• _What you will do_
Rewrite the passage on court-appointed amicus briefs from "In February, my" to "on the matter.", putting "obligated" in place of "duty-bound".

• _Selected text_
Judges: Need Pro Bono Court-Appointed Amicus to Represent Public Interest as to Sealing/Pseudonymity Requests?

In February, my UCLA First Amendment Amicus Brief Clinic student Pauline Alarcon and I were appointed by District Judge Stephen Clark (E.D. Mo.) as amicus to file a brief supporting the right of public access and opposing sealing of certain documents. The parties had both agreed to sealing, but “courts are duty-bound to protect public access to judicial proceedings and records,” even as to “stipulated sealings … where the parties agree.” And appointing an amicus curiae to represent the no-sealing position helps give the court an adversary presentation on the matter.

We briefed the case, and Pauline flew out to argue it under my supervision; I think she did a superb job. I hope the court found our work helpful in its ultimate decision on the matter, which was published several days ago (see here, plus here on why that decision was in some measure redacted). Thanks to Scott & Cyan Banister, the main benefactors of our Clinic, we had funding for travel costs, so none of this required spending court funds.

• _Information_
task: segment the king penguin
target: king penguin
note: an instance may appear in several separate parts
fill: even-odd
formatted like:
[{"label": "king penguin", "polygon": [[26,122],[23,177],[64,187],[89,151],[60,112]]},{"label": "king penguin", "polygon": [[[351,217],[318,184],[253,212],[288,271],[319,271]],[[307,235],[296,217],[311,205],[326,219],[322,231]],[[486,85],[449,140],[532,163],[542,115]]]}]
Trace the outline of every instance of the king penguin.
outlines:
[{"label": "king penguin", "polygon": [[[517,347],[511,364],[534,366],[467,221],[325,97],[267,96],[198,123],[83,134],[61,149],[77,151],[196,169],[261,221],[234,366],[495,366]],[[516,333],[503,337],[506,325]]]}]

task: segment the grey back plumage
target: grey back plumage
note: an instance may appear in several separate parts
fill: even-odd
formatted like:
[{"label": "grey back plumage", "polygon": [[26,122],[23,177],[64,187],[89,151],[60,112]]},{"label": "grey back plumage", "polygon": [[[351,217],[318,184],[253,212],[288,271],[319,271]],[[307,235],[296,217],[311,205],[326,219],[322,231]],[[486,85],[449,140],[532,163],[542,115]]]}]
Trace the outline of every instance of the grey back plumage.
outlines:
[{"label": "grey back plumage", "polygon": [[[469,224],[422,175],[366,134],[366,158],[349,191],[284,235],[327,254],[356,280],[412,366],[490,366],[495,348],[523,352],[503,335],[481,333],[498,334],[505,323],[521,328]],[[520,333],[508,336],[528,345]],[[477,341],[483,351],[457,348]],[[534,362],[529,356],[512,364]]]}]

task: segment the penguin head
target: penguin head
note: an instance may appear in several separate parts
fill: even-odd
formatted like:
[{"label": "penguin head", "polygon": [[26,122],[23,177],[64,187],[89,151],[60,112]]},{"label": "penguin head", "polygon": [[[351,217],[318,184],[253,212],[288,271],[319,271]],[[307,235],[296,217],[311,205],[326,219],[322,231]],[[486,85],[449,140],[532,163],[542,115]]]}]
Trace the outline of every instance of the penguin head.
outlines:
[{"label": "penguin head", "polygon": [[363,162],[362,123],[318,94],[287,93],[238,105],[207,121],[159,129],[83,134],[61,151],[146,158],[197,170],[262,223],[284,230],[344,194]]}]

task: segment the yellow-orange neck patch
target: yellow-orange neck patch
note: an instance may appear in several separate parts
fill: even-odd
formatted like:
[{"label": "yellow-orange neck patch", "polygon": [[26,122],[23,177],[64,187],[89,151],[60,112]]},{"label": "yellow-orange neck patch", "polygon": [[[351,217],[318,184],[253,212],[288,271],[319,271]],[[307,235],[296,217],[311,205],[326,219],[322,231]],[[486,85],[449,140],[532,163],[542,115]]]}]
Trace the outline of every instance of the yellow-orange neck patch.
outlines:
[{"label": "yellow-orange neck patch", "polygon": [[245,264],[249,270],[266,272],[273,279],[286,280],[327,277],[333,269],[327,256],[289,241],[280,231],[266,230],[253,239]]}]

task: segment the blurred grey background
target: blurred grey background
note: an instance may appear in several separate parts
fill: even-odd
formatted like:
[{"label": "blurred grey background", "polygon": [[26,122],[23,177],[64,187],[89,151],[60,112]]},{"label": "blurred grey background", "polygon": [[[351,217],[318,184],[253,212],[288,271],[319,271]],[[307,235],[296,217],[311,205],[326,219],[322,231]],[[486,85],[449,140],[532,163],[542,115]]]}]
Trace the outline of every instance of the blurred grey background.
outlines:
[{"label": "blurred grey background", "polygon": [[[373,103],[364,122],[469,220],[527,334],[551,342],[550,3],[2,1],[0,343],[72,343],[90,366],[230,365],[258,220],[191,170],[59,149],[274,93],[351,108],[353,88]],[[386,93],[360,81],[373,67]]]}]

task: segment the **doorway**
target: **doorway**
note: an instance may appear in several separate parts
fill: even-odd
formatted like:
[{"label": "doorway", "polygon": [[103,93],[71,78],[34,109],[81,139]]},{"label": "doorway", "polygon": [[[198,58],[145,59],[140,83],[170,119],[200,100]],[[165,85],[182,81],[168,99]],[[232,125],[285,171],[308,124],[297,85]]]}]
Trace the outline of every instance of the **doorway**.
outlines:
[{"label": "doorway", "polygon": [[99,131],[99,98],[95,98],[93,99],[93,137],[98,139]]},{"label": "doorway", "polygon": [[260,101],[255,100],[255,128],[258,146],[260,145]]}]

• _Final answer_
In February, my UCLA First Amendment Amicus Brief Clinic student Pauline Alarcon and I were appointed by District Judge Stephen Clark (E.D. Mo.) as amicus to file a brief supporting the right of public access and opposing sealing of certain documents. The parties had both agreed to sealing, but “courts are obligated to protect public access to judicial proceedings and records,” even as to “stipulated sealings … where the parties agree.” And appointing an amicus curiae to represent the no-sealing position helps give the court an adversary presentation on the matter.